- [What you will do]
[A] Rewrite the part of the occlusal photography text that begins at the words "As for all of" and ends after "teeth being photographed.", replacing "belly button" with "navel".
[B] In the occlusal photography text, which retractors are preferred when patients can retract and open well enough?
[C] Translate this sentence from the occlusal photography text into Spanish: "Normally I lower the f-stop for my occlusal images."

- [Selected excerpt]
=== Begin Enclosure ===

The upper and lower occlusal photographs rate as some of the most challenging along with buccal retracted images. The other side of the coin, is they are two of the most valuable of the images we take. They are at the top of my list of images I show to patients, as they express an overall view of the structure and health of the teeth. There are some ways to make getting these images more predictable. One of the most important pieces is that these images be taken using mirrors and not directly. Utilizing the occlusal mirrors with handles, eliminates the challenge of gloved fingers in every shot, and the difficulty in holding the mirror int he right position and angle.
As for all of my mirror photos I utilize retractors to pull the lips out of the image. The occlusal images are one place where metal wire retractors can be an advantage as the width of the mirror can slide in between the arms of the retractor. If the patients can retract and open well enough I still prefer the plastic lip retractors. With the retractors in place I ask the patient to lift them towards their eyes for a maxillary photograph or pull down towards their belly button for the mandibular. I also help them tip the retractors so they are pulling the lips away from the labial surface of the teeth being photographed.
I place a warmed occlusal mirror against the opposite arch of teeth, making sure that the posterior of the mirror is not touching the most posterior teeth of the arch being photographed. Making sure that the mirror captures the buccal of the posterior teeth on both sides, the premolars should be the center of the image and where we focus. The angle of the shot should capture the incisal edge and labial of the central incisors. Normally I lower the f-stop for my occlusal images.

=== End Enclosure ===

- [Dataset content]

=== Begin Enclosure ===

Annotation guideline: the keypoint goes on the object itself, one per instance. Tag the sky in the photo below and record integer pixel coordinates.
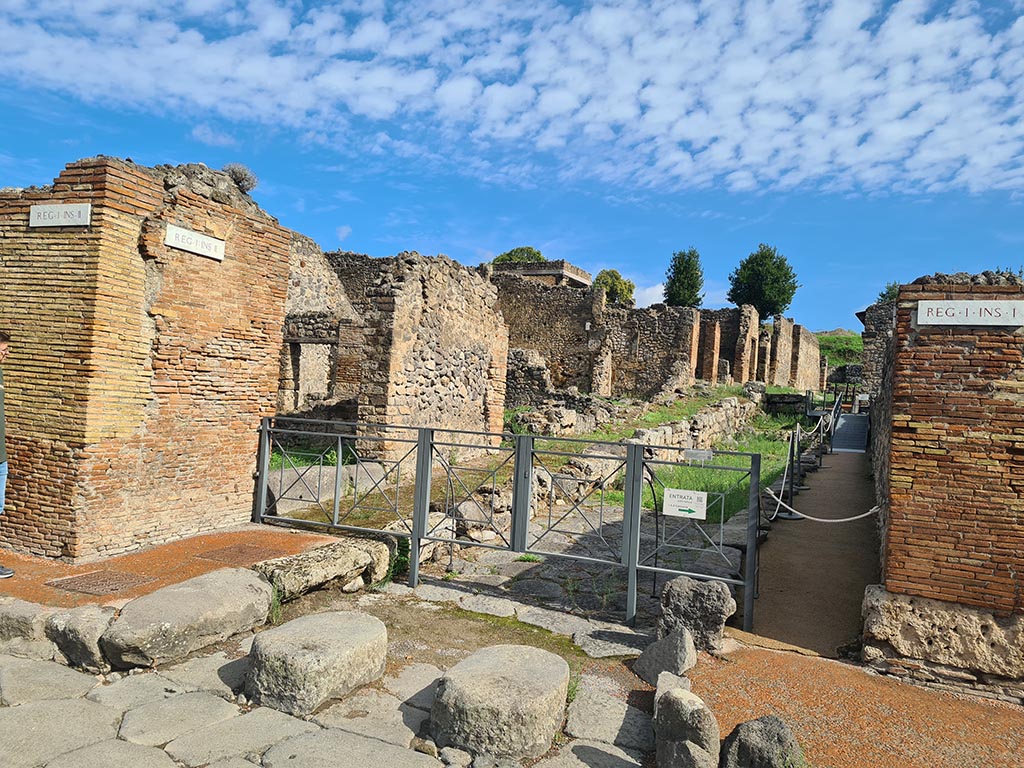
(867, 141)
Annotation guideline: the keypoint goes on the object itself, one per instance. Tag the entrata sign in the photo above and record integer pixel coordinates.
(680, 503)
(971, 312)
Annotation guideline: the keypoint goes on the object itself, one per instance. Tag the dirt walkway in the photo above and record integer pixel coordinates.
(813, 574)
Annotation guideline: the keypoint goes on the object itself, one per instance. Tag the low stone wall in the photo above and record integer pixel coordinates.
(944, 645)
(704, 429)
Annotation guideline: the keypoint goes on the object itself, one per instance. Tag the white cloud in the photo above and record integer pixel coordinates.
(913, 95)
(212, 137)
(649, 295)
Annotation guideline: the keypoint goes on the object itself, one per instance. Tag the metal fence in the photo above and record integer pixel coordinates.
(602, 503)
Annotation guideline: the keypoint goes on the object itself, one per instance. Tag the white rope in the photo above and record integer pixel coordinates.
(871, 511)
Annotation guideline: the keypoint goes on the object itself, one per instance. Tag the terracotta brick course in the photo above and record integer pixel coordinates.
(139, 372)
(955, 528)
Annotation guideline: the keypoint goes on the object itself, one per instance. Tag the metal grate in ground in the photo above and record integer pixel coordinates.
(241, 554)
(99, 583)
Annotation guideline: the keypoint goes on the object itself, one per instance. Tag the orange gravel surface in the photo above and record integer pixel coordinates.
(845, 717)
(155, 567)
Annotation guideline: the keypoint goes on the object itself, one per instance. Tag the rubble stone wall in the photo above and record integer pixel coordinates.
(139, 371)
(806, 367)
(880, 324)
(780, 368)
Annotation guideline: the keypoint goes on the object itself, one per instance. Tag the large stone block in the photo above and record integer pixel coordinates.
(765, 742)
(506, 700)
(945, 633)
(674, 652)
(296, 574)
(684, 722)
(169, 624)
(701, 607)
(300, 665)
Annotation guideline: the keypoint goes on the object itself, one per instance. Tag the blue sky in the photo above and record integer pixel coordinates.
(867, 141)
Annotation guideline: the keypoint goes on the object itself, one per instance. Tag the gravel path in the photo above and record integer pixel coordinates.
(848, 718)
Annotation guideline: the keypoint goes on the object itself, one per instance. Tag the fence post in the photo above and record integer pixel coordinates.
(421, 500)
(753, 516)
(522, 489)
(262, 469)
(631, 524)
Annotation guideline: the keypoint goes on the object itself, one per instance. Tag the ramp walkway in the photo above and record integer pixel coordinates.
(851, 433)
(812, 573)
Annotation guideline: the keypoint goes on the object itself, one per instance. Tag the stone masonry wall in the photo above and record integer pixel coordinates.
(880, 324)
(780, 369)
(956, 494)
(552, 321)
(806, 368)
(139, 372)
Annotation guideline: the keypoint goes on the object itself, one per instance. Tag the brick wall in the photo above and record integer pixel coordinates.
(955, 529)
(805, 372)
(140, 372)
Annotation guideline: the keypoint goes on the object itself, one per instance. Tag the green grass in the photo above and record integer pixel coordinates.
(841, 349)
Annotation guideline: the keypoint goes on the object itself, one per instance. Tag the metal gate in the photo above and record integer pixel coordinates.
(602, 503)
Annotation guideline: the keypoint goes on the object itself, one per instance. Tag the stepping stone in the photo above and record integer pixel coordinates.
(378, 716)
(171, 623)
(134, 690)
(24, 680)
(598, 715)
(215, 674)
(503, 700)
(77, 634)
(415, 685)
(338, 749)
(583, 754)
(35, 733)
(674, 652)
(300, 665)
(157, 723)
(246, 734)
(113, 754)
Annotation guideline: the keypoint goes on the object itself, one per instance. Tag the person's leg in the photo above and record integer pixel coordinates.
(4, 572)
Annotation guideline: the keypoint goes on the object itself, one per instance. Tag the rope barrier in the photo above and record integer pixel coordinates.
(771, 493)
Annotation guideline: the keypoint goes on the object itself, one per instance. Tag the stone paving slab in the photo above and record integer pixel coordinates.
(24, 680)
(415, 685)
(214, 674)
(114, 754)
(553, 621)
(247, 734)
(495, 606)
(35, 733)
(378, 716)
(134, 690)
(158, 723)
(338, 749)
(583, 754)
(598, 715)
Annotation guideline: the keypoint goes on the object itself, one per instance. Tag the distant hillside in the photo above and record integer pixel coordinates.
(841, 347)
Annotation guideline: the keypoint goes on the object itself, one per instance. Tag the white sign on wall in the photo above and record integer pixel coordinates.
(67, 214)
(202, 245)
(971, 312)
(680, 503)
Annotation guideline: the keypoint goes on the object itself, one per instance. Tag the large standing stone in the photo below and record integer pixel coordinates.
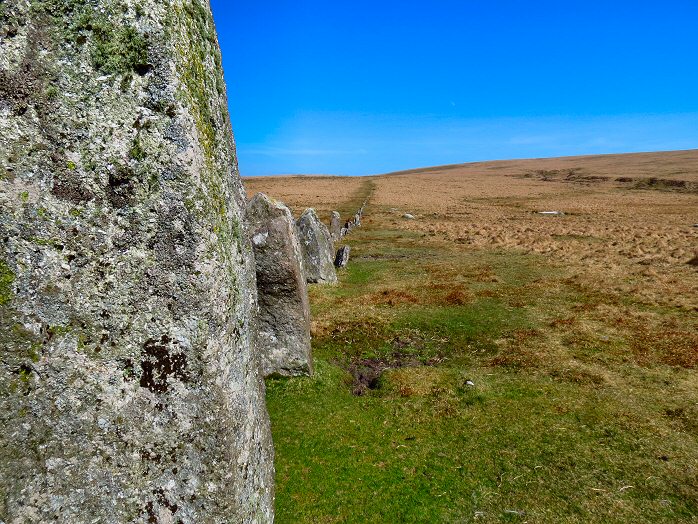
(335, 226)
(318, 250)
(283, 323)
(129, 391)
(342, 258)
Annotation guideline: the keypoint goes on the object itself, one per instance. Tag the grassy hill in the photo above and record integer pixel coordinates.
(488, 363)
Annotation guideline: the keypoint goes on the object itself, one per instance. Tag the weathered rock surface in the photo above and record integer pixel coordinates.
(342, 258)
(335, 226)
(283, 322)
(129, 391)
(318, 250)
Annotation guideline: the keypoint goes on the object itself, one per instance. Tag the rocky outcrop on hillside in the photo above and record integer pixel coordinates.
(129, 391)
(283, 321)
(318, 249)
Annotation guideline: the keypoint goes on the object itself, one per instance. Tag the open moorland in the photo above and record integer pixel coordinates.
(484, 362)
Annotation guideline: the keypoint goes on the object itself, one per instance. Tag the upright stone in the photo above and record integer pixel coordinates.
(318, 250)
(335, 226)
(283, 321)
(342, 258)
(129, 391)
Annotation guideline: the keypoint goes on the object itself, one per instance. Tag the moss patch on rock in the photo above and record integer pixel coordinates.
(7, 277)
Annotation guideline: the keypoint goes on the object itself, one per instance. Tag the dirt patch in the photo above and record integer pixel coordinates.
(367, 372)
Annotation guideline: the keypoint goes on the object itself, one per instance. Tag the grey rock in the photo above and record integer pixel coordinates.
(342, 258)
(129, 390)
(283, 322)
(335, 226)
(318, 250)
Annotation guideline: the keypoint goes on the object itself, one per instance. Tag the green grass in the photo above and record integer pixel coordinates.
(564, 423)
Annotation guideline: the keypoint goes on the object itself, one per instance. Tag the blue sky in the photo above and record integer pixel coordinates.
(366, 87)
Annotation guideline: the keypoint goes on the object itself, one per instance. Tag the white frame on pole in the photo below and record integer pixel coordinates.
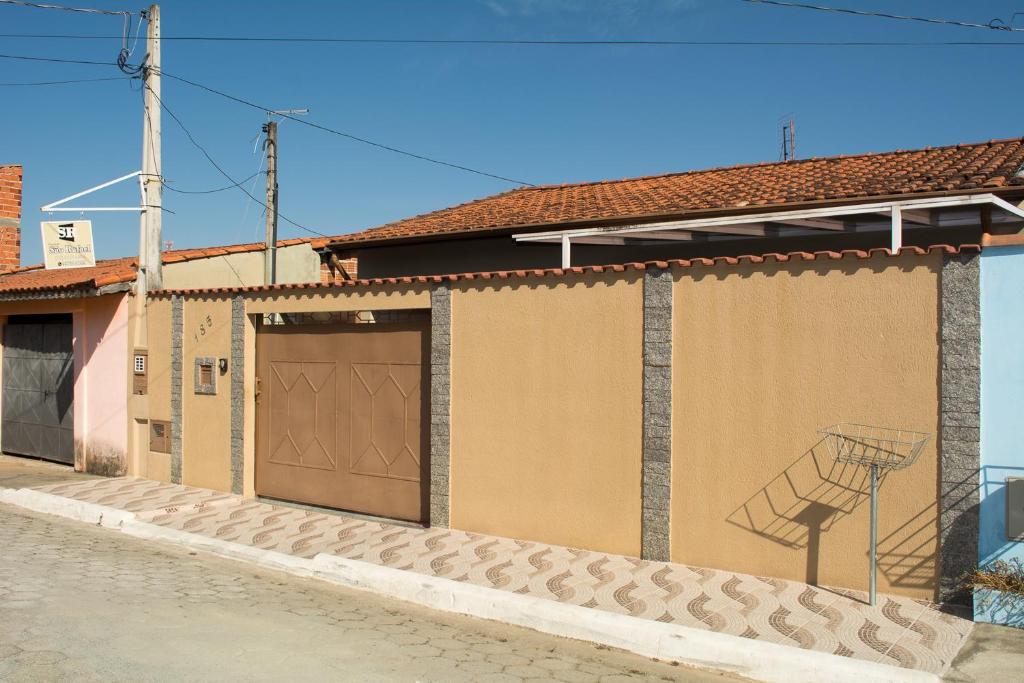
(56, 206)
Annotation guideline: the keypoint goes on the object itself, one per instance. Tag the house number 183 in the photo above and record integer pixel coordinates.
(204, 327)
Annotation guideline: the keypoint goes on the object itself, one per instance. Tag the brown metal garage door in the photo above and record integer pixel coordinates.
(342, 417)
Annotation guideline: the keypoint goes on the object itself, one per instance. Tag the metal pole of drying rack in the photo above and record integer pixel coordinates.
(881, 450)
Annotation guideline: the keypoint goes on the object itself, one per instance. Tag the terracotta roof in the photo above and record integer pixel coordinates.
(963, 168)
(115, 271)
(558, 272)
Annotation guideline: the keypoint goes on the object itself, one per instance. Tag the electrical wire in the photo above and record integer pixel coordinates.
(25, 57)
(220, 170)
(86, 10)
(567, 43)
(317, 126)
(304, 122)
(994, 25)
(81, 80)
(216, 189)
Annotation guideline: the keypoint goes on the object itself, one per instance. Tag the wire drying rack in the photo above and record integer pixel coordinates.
(864, 444)
(880, 450)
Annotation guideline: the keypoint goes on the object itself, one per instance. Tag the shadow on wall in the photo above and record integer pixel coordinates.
(813, 494)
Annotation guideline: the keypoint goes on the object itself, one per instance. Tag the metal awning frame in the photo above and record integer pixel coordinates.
(801, 222)
(56, 206)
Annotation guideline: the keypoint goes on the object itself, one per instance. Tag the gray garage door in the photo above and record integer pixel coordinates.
(38, 387)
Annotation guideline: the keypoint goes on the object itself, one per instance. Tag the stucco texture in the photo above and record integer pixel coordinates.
(206, 419)
(765, 355)
(546, 411)
(155, 465)
(297, 263)
(99, 348)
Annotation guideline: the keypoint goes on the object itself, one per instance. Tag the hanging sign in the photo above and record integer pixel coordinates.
(68, 244)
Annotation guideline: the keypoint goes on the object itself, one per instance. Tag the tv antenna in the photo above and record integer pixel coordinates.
(787, 130)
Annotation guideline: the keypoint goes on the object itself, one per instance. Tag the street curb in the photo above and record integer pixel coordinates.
(695, 647)
(66, 507)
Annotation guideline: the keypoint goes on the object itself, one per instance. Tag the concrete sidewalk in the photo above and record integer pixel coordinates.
(902, 634)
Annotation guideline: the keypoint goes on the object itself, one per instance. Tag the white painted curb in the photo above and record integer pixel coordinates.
(706, 649)
(756, 659)
(66, 507)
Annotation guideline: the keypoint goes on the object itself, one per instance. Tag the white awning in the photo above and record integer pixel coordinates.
(890, 216)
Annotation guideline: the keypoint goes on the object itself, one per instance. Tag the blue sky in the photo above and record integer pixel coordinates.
(545, 115)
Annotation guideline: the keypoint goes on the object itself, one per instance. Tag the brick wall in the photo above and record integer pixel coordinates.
(10, 217)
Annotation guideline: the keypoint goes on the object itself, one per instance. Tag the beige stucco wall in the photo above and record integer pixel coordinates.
(206, 420)
(546, 410)
(764, 355)
(297, 263)
(156, 404)
(375, 297)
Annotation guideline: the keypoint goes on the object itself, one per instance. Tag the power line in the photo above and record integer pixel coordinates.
(25, 57)
(220, 170)
(995, 25)
(555, 43)
(304, 122)
(80, 80)
(317, 126)
(211, 191)
(85, 10)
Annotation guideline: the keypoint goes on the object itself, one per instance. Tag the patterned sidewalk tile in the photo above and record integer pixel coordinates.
(898, 631)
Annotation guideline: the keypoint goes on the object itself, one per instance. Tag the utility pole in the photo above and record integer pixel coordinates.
(270, 253)
(150, 271)
(272, 198)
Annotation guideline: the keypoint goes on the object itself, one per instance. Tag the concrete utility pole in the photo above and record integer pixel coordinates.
(150, 272)
(270, 253)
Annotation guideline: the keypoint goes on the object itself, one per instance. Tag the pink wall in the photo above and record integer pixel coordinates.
(100, 348)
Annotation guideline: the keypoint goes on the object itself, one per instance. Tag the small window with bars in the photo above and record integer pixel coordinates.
(160, 436)
(206, 375)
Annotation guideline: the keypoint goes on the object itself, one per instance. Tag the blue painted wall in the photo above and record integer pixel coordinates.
(1001, 394)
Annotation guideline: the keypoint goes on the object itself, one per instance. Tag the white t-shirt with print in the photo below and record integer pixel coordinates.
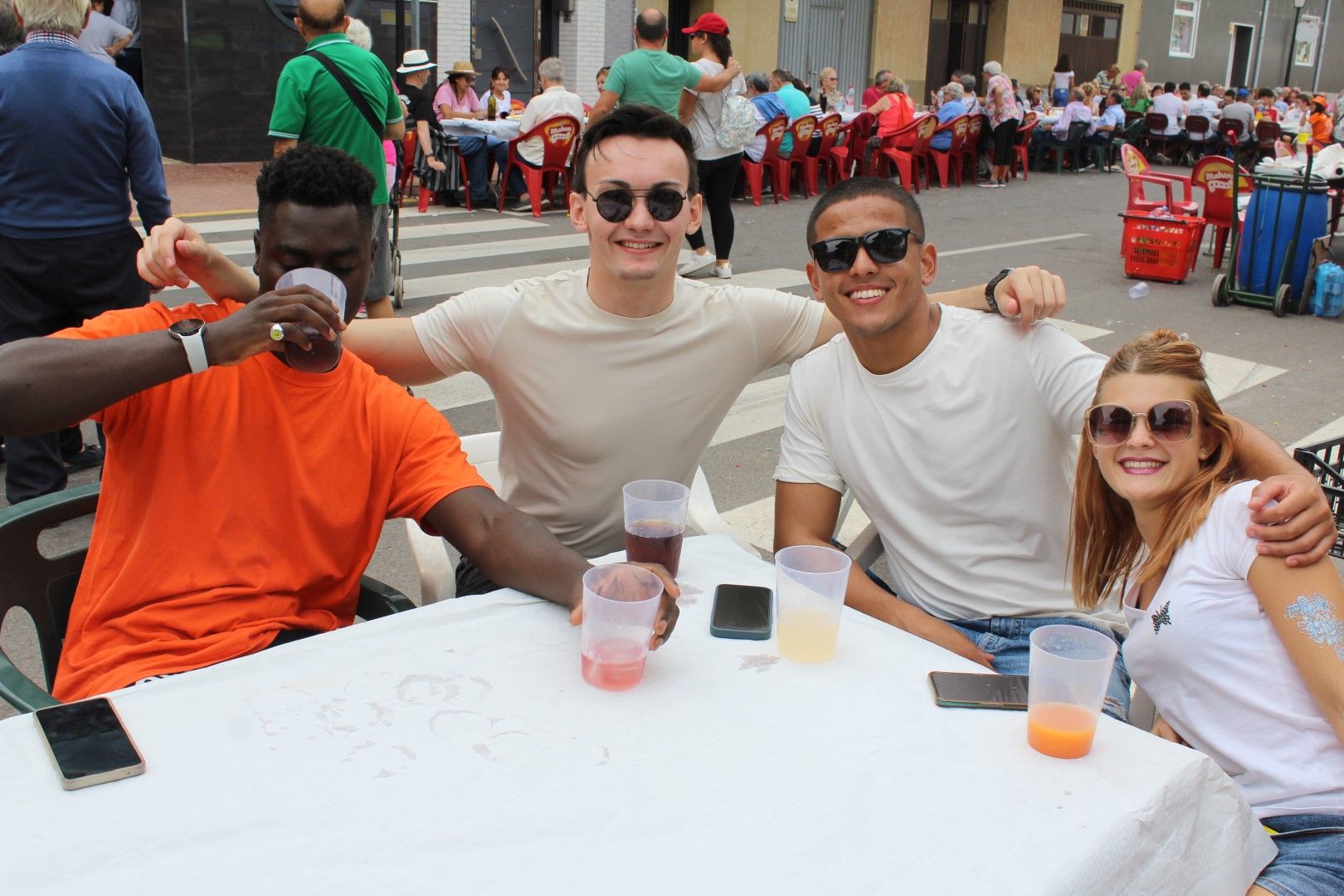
(589, 401)
(1218, 672)
(962, 458)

=== End Enclosure ===

- [Answers]
[A]
As for all of my mirror photos I utilize retractors to pull the lips out of the image. The occlusal images are one place where metal wire retractors can be an advantage as the width of the mirror can slide in between the arms of the retractor. If the patients can retract and open well enough I still prefer the plastic lip retractors. With the retractors in place I ask the patient to lift them towards their eyes for a maxillary photograph or pull down towards their navel for the mandibular. I also help them tip the retractors so they are pulling the lips away from the labial surface of the teeth being photographed.

[B] Plastic lip retractors.

[C] Normalmente bajo el número f para mis imágenes oclusales.